◆ REQUIRED WORK: Please transcribe the data below in full, word for word, without the images.

** Opening LISTED ENTRIES block **

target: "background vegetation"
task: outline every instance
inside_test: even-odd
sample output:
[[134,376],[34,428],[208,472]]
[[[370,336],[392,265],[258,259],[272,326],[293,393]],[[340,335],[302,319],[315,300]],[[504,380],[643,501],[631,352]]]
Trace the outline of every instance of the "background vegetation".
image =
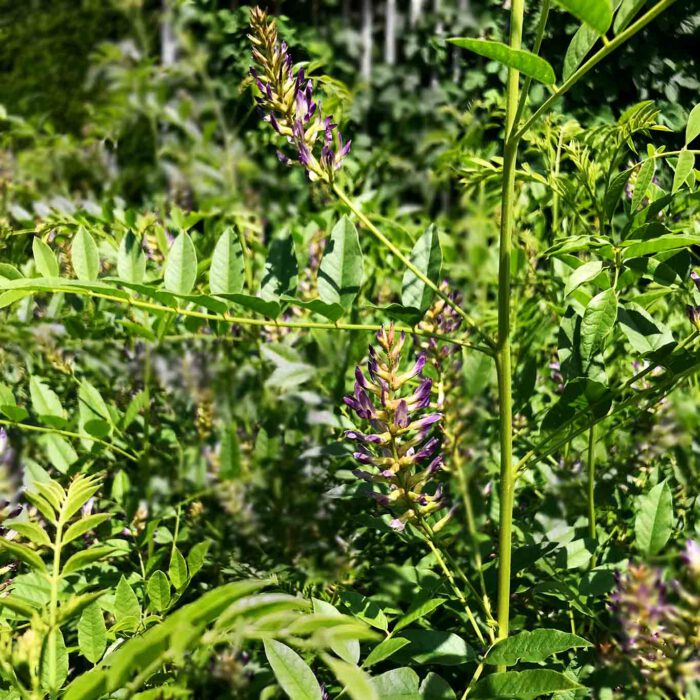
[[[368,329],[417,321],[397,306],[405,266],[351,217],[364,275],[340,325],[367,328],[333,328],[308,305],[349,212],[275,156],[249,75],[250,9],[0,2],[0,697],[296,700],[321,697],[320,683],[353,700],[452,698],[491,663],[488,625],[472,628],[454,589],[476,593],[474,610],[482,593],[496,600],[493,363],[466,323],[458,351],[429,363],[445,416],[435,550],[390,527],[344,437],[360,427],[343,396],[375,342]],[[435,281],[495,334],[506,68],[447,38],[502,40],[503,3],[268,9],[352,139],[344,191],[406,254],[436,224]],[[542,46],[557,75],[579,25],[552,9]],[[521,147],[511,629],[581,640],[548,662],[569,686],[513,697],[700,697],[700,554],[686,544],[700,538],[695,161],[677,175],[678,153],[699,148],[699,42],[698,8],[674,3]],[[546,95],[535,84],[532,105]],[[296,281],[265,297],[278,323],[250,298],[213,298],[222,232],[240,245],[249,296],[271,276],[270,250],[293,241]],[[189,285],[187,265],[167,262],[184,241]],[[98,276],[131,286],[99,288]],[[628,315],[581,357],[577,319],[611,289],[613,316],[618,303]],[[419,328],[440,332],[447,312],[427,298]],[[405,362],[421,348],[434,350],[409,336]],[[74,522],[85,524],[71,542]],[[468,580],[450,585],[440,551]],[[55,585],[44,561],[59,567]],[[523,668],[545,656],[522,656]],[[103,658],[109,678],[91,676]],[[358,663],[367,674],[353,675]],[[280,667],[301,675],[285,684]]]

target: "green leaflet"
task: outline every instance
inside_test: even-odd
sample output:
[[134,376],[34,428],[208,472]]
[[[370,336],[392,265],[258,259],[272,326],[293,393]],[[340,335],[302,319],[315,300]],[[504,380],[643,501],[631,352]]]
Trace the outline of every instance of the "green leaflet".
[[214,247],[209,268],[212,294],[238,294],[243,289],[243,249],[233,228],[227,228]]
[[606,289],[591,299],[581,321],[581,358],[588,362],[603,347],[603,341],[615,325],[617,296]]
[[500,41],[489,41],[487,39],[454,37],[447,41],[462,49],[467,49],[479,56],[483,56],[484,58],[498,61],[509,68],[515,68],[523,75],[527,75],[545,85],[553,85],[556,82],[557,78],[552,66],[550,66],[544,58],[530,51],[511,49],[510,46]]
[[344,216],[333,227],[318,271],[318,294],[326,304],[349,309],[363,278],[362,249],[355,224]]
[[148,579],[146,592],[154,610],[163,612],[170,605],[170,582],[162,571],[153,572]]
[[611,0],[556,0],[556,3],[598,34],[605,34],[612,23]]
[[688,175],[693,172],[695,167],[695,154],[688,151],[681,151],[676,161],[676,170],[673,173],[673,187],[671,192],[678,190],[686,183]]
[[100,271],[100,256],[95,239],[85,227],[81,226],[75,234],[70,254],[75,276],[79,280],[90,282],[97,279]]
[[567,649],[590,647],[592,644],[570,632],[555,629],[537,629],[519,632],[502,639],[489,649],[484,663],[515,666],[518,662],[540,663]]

** Closing LISTED ENTRIES block **

◆ SOLUTION FOR THIS EXERCISE:
target: "background vegetation"
task: outline every instance
inside_test: even-odd
sample output:
[[134,376],[34,428],[208,472]]
[[[370,336],[392,265],[258,259],[272,326],[293,393]],[[340,335],[302,319],[315,300]],[[504,380],[643,501],[631,352]]]
Trace the outline of every instance of the "background vegetation".
image =
[[[368,329],[417,321],[397,306],[405,266],[351,217],[364,275],[340,325],[367,328],[333,328],[308,305],[349,212],[275,156],[249,75],[250,9],[0,2],[0,697],[296,700],[321,697],[320,683],[353,700],[452,698],[491,663],[488,625],[472,628],[454,589],[476,593],[474,610],[482,593],[496,600],[493,363],[466,323],[458,351],[429,363],[445,416],[435,550],[390,527],[344,437],[360,427],[343,396],[375,342]],[[435,281],[495,334],[506,68],[447,38],[502,40],[503,3],[268,9],[352,139],[344,191],[406,254],[436,224]],[[542,46],[557,75],[579,25],[552,9]],[[521,147],[511,629],[581,640],[548,662],[569,686],[513,697],[700,697],[700,554],[686,544],[700,538],[695,161],[677,175],[678,153],[699,148],[699,42],[698,8],[674,3]],[[546,95],[535,84],[532,105]],[[296,281],[265,297],[278,323],[250,298],[213,298],[222,232],[240,245],[249,296],[271,276],[270,250],[293,241]],[[189,285],[187,265],[167,262],[184,241]],[[98,276],[131,286],[99,288]],[[628,315],[581,357],[577,319],[611,289],[613,316],[618,303]],[[419,328],[440,332],[447,312],[427,298]],[[405,362],[421,348],[434,350],[409,336]],[[74,522],[85,524],[71,542]],[[468,580],[450,585],[440,551]],[[55,585],[44,561],[59,567]],[[523,668],[545,656],[522,656]],[[103,658],[109,678],[91,676]],[[358,663],[367,674],[353,675]],[[280,667],[301,675],[285,684]]]

target: "green leaflet"
task: outline every instance
inside_test: even-odd
sample output:
[[134,376],[34,428],[208,472]]
[[[370,336],[392,265],[258,259],[272,326],[293,393]],[[340,335],[302,319],[315,300]],[[504,380],[643,501],[631,352]]]
Trace the outline of every instance of the "green leaflet".
[[214,247],[209,268],[212,294],[238,294],[243,289],[243,249],[233,228],[227,228]]
[[606,289],[591,299],[581,321],[581,358],[588,362],[603,347],[603,341],[615,325],[617,296]]
[[500,41],[489,41],[487,39],[454,37],[447,41],[462,49],[467,49],[479,56],[483,56],[484,58],[498,61],[509,68],[515,68],[523,75],[527,75],[545,85],[553,85],[556,82],[557,78],[552,66],[550,66],[544,58],[530,51],[511,49],[510,46]]
[[344,216],[333,227],[318,271],[318,294],[326,304],[349,309],[363,278],[362,249],[355,224]]
[[148,579],[146,592],[154,610],[163,612],[170,605],[170,582],[162,571],[153,572]]
[[611,0],[556,0],[556,3],[598,34],[605,34],[612,23]]
[[688,175],[693,172],[695,167],[695,154],[688,151],[681,151],[676,161],[676,170],[673,173],[673,187],[671,192],[678,190],[686,183]]
[[100,271],[100,256],[95,239],[85,227],[81,226],[75,234],[70,254],[75,276],[79,280],[90,282],[97,279]]
[[567,649],[590,647],[592,644],[570,632],[555,629],[537,629],[519,632],[502,639],[489,649],[484,663],[515,666],[518,662],[540,663]]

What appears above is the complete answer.